Nearly a month passed and I was longing to return home to Colombo. As I was fast losing my earlier interest in Yogaswami, I finally decided to leave Jaffna without visiting him. When I broke the news of this decision to my friend he gleamed triumphantly.

"Ah, I think the right moment has come. Now that you are losing interest in him you are in a ready state to see him. We shall go tomorrow."

After he had spoken I was convinced for the first time as to the real purpose underlying this long period of waiting and preparation. We decided to meet Yogaswami the following morning at sunrise, which was supposedly the best time for such a meeting.


It was a cool and peaceful morning except for the rattling noises owing to the gentle breeze that swayed the tall and graceful palmyrah trees. We walked silently through the narrow and dusty roads. The city was still asleep. Yogaswami lived in a tiny hut that had been specially constructed for him in the garden of a home in the city of Jaffna. The hut had a thatched roof and was on the whole characterised by the simplicity of a peasant dwelling. Yogaswami appeared exactly as I had imagined him to be like. He looked very old and frail. He was of medium height and his long grey hair fell over his shoulders. When we first saw Yogaswami he was sweeping the garden with a long broom. He slowly walked towards us and opened the gates.

▸ Available data
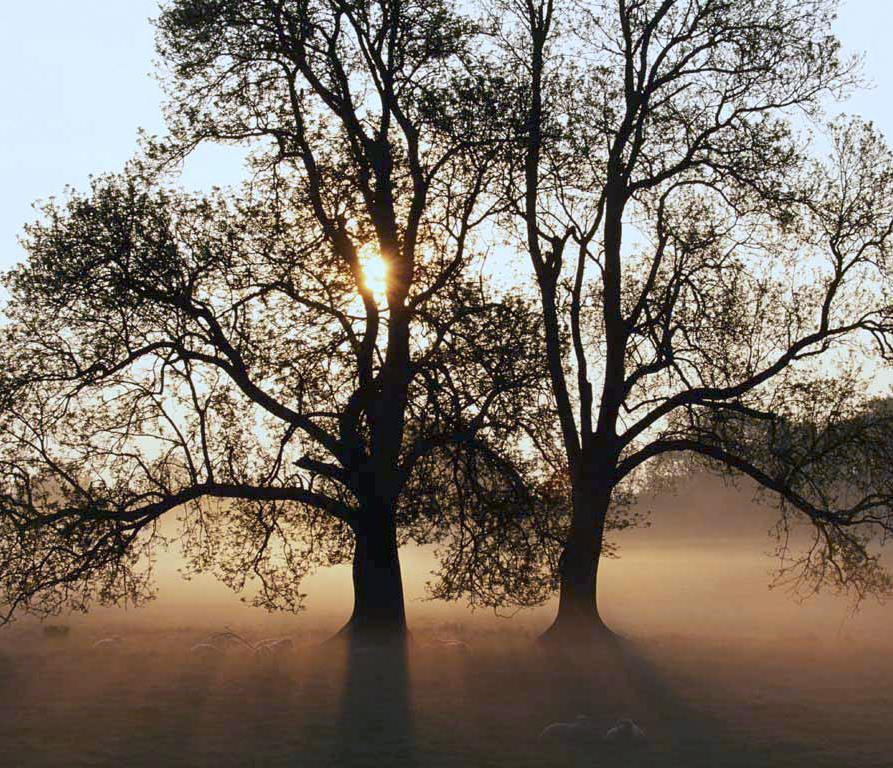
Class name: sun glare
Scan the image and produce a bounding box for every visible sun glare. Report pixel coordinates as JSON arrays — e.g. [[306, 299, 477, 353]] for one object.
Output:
[[360, 244, 388, 302]]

▸ Given instruction
Continue the account of the visit to Yogaswami in Jaffna, starting right after its last sentence.

▸ Answer to this exercise
"I am doing a coolie's job," he said. "Why have you come to see a coolie?" He chuckled with a mischievous twinkle in his eyes. I noticed that he spoke good English with an impeccable accent. As there is usually an esoteric meaning to all his statements, I interpreted his words to mean this: "I am a spiritual cleanser of human beings. Why, do you want to be cleansed?"

He gently beckoned us into his hut. Yogaswami sat cross-legged on a slightly elevated platform and we sat on the floor facing him. We had not yet spoken a single word.

That morning we hardly spoke for he did all the talking. Talking to him was unnecessary for one had only to think of something and he replied instantaneously. I did not have to formulate my questions into words for Yogaswami was aware of my thoughts all the time.

After we had comfortably sat on the floor, Yogaswami closed his eyes and remained motionless for nearly half an hour. He seemed to live in another dimension of his being during that time. One wondered whether the serenity of his facial expression was attributable to the joy of his inner meditation. Was he sleeping or resting? Was he trying to probe into our minds? My friend indicated with a nervous smile that we were really lucky to have been received by him. Yogaswami suddenly opened his eyes. Those luminous eyes brightened the darkness of the entire hut. His eyes were as mellow as they were luminous - the mellowness of compassion.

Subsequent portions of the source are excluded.